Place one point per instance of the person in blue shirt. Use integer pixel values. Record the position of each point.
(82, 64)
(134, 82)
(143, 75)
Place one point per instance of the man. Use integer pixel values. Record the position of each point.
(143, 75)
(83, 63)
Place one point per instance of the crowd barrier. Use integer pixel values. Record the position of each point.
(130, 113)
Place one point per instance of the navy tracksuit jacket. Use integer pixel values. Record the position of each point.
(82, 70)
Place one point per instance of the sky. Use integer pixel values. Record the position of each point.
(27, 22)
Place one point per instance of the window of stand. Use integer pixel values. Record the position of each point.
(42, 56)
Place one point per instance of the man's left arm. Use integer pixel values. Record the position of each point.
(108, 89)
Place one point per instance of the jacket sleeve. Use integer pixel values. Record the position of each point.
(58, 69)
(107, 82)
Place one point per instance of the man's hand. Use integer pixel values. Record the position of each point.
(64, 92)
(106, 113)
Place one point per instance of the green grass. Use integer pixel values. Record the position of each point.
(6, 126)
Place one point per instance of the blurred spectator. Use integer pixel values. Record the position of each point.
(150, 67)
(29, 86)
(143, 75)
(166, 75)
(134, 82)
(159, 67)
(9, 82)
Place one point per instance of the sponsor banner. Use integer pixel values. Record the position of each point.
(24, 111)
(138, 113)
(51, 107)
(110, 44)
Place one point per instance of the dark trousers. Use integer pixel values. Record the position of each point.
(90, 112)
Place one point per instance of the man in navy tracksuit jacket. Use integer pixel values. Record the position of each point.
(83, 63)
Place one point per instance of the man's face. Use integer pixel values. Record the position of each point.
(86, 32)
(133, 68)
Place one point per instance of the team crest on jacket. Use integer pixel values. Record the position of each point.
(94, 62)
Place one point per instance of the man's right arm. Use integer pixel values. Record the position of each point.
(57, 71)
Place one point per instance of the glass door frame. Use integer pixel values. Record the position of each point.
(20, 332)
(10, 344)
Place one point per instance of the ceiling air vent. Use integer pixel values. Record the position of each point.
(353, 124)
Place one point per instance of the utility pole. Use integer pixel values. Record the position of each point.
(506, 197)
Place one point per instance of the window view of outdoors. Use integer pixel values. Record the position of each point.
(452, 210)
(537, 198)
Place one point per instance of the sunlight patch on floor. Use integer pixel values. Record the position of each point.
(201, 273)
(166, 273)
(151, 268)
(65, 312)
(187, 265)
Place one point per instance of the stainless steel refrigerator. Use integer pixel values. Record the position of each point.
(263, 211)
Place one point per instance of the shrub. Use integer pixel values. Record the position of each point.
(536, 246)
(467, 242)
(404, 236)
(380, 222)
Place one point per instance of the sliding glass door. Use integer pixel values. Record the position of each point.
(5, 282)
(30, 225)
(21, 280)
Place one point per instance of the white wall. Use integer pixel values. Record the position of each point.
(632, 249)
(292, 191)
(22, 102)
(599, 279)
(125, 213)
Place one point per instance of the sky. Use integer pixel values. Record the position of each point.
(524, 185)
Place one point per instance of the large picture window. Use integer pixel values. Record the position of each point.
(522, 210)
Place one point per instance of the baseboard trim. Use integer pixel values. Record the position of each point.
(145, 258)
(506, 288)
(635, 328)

▸ **SHORT PROBLEM**: Reproduce the material in full, with no word added or dropped.

▸ **REPLY**:
Place one point per instance of the person in blue shirt. Use integer pixel values. Record the position of each point.
(82, 64)
(134, 82)
(143, 75)
Place one point per instance of the man. Use integer pixel values. Record the position of each point.
(143, 75)
(83, 63)
Place one point per instance of the crowd barrier. Use integer pixel values. Record the position of each point.
(130, 113)
Place one point per instance of the navy tracksuit jacket. Use integer pixel values. Record the position of each point.
(82, 70)
Place one point per instance of the sky. Use integer pixel values. Record the position of each point.
(27, 22)
Place one point per instance of the window of stand. Use integer pixel values. Record the position of each point.
(42, 56)
Place one point per instance of the man's left arm. Use integer pixel values. Record the position of each point.
(108, 89)
Place one point per instance of the jacket sleeve. Use integer pixel values. Record the position of each point.
(58, 69)
(107, 82)
Place one point per instance of the man's hand. Use integer pixel values. Record the position of each point.
(64, 92)
(106, 113)
Place one point per instance of the green grass. Use integer pixel values. Record the position of each point.
(6, 126)
Place one point per instance of the blurred spectator. Use integer pixel values. Record the position of each point.
(150, 67)
(29, 86)
(143, 75)
(166, 75)
(134, 82)
(159, 67)
(9, 82)
Place one point per instance of the sponsor banner. Use integer pixel values. Record the position of each point.
(24, 111)
(138, 113)
(51, 107)
(110, 44)
Place one point per instance of the dark trousers. Use integer pixel values. Record the position of each point.
(90, 112)
Place one point per instance of the man in navy tracksuit jacket. Use integer pixel values. Record the position of each point.
(83, 63)
Place one point per instance of the man's face. Use integer pixel values. Record the position of each point.
(86, 32)
(133, 68)
Place one point per instance of the team crest on jacket. Use integer pixel values. Record the position of each point.
(94, 62)
Place one point per instance of the man's right arm. Use integer pixel values. Record the position of each point.
(57, 71)
Place one point per instance of the glass door frame. Use integer pixel values. Record the position of each point.
(20, 332)
(10, 344)
Place one point per instance of the ceiling air vent. Use integer pixel values. Record the position of each point.
(353, 124)
Place one point per instance of the utility pole. Use integer pixel values. Record the position of each point.
(506, 197)
Place one point per instance of the window view of outdoors. Use integer pixel values. Record the position of each point.
(452, 210)
(537, 198)
Place one point per instance of the sunlight patch on floor. Use integer pixel values. Record the position of each point.
(201, 273)
(166, 273)
(151, 268)
(65, 312)
(187, 265)
Place one point per instance of the stainless steel refrigerator. Use integer pixel values. Record the position of each point.
(263, 211)
Place one point per instance of the shrub. Use integer pixel values. Record the position of each point.
(536, 246)
(467, 242)
(404, 236)
(380, 222)
Place one point per instance of the sliding glass door. Use integer pixel values. Record the position of each point.
(5, 282)
(30, 225)
(21, 280)
Place one point per instance of the white wall. Use integer pixel values. Record the position of each point.
(632, 249)
(292, 191)
(22, 102)
(599, 279)
(125, 213)
Place one point per instance of the sky. Use integer pixel values. Record the position of each point.
(524, 185)
Place one point per instance of the large picture window. Use integer pixel values. Record the position of each point.
(522, 210)
Place one point per instance of the baseboard trim. Use integer pixel values. Record the position of each point.
(145, 258)
(506, 288)
(635, 328)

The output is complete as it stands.